- **EXERCISE REQUIREMENTS**:
(a) Write out the passage of the CMT2A gene therapy text from "Dr. Federica Rizzo, Dr." up to and including "Ospedale Maggiore Policlinico.", keeping its wording unchanged.
(b) Extend the CMT2A gene therapy text with the next part, starting right after its final sentence.

- **EXCERPT PROVIDED**:
______________________________
Genic Therapy for CMT2A: researchers from the Dino Ferrari Center involved in the research thanks to the support of the Mitofusin 2 Project Association.

Milan, March 4, 2019

Dr. Federica Rizzo, Dr. Monica Nizzardo, Prof. Stefania Corti, Prof. Giacomo P. Comi, Prof Nereo Bresolin
Dino Ferrari Center, University of Milan, I.R.C.C.S. Foundation Ca ’Granda Ospedale Maggiore Policlinico.

Our research project aims to develop a possible therapeutic approach for CMT2A, a sensorimotor polyneuropathy, characterized by the death of motor and sensory neurons. The pathology is caused by mutations in the Mitofusin 2 (MFN2) gene, that codes for the MFN2 protein, located in the membrane of a cell organelle, the mitochondria, which represents the power station of cells and performs essential biological functions. As yet, unfortunately, no resolutive therapy is available and very few research groups are involved in studying this disease. Gene therapy represents a promising strategy, since it is designed to correct the genetic cause underlying the disease itself. This type of strategy is giving excellent results in clinical trials with adeno-associated type 9 vectors (AAV9) for the common form of Spinal Muscular Atrophy (SMA), associated with mutations in the SMN gene ( The clinical trial is currently underway also at the Policlinico of Milan and is followed by our researchers. Therefore, taking advantage of the skills we have acquired in this sector, we propose to use the same type of approach also for the CMT2A. Nevertheless, the causes of this pathology are both the lack of the “healthy” gene, and the presence of the “sick” MFN2 protein are the cause of the pathology. Thus, this aspect of the disease requires, in anticipation of a therapy for the patients, to introduce the “healthy” gene -as it can be done for SMA or for other diseases only caused by the lack of a protein- but also to turn off the sick gene. Furthermore, the MFN2 protein, due to its important role in mitochondria function, must be present “in appropriate quantity”, neither too low nor too high (another aspect that for other proteins isn’t so essential, in relation to their function).
For all these reasons, the development of a gene therapy for CMT2A requires additional efforts in terms of number of experiments and time.
On the bases of these premises, our therapeutic strategy for CMT2A requires to:
administer two therapeutic vectors: the first one enables to turn off the “sick” gene, the second one allows to express the “healthy” gene. A possible alternative may be the production of a single, larger vector, able to perform both functions.
______________________________
- **INFORMATION SUPPLIED**:

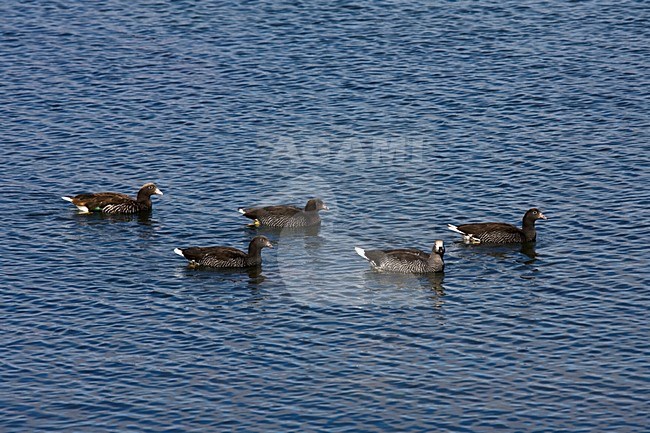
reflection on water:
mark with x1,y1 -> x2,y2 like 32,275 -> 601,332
______________________________
- **ACTIVITY ANSWERS**:
(a)
Dr. Federica Rizzo, Dr. Monica Nizzardo, Prof. Stefania Corti, Prof. Giacomo P. Comi, Prof Nereo Bresolin
Dino Ferrari Center, University of Milan, I.R.C.C.S. Foundation Ca ’Granda Ospedale Maggiore Policlinico.

(b)
obtain optimal MFN2 levels (neither too low nor too high) in order to avoid the appearance of adverse effects.
We have already generated created the necessary constructs, as well as demonstrated the silencing of the “sick” MFN2 gene and the correct expression of the “healthy” MFN2 protein, through the use of the vectors described in point 1, both in cellular and in animal models of this disease. In particular, in the cellular model we observed a marked improvement of the pathological phenotype (Figure 1).

Figure 1
Figure 1. Evaluation of the impact of the therapeutic strategy on the cellular disease model.

We propose to complete these experiments and publish them in an indexed scientific journal, contributing to laying the first bases for an effective gene therapy for patients. Before proposing a clinical trial to the FDA/EMA, however, a more detailed analysis of this strategy with further studies in pre-clinical models is required. In this regard, the development of pre-clinical in vivo models of disease -that can more faithfully reproduce the clinical and neuropathological aspects of human CMT2A- will certainly be useful to assess the effectiveness of gene therapy.
The progress that has been made so far in this project will be presented in a session at the 71st Congress of the American Academy of Neurology, the largest professional organization of neurologists in North America, to be held on May 4-10, 2019 in Philadelphia. The presentation, entitled “RNAi/gene therapy combined approach and therapeutic strategy for Charcot-Marie-Tooth 2A” (Rizzo F, Bono S, Salani S, Bordoni A, Melzi V, Ruepp M, Pagliarani S, Barbullushi K, Abati E, Cordiglieri C, Bresolin N, Comi G, Nizzardo M, Corti S), will serve help to share the data and to focus the attention of a wide audience of researchers and clinicians on this disease. The commitment of our research group in recalling the scientific interest in this disease is also demonstrated by the recent publication in which we conducted a literature review concerning available in vitro and in vivo models of CMT2A and possible therapeutic approaches (Barbullushi K, Abati E, Federica Rizzo F, Bresolin N, Comi GP, Corti S. Disease modeling and therapeutic strategies in CMT2A: state of the art. in press Molecular Neurobiology).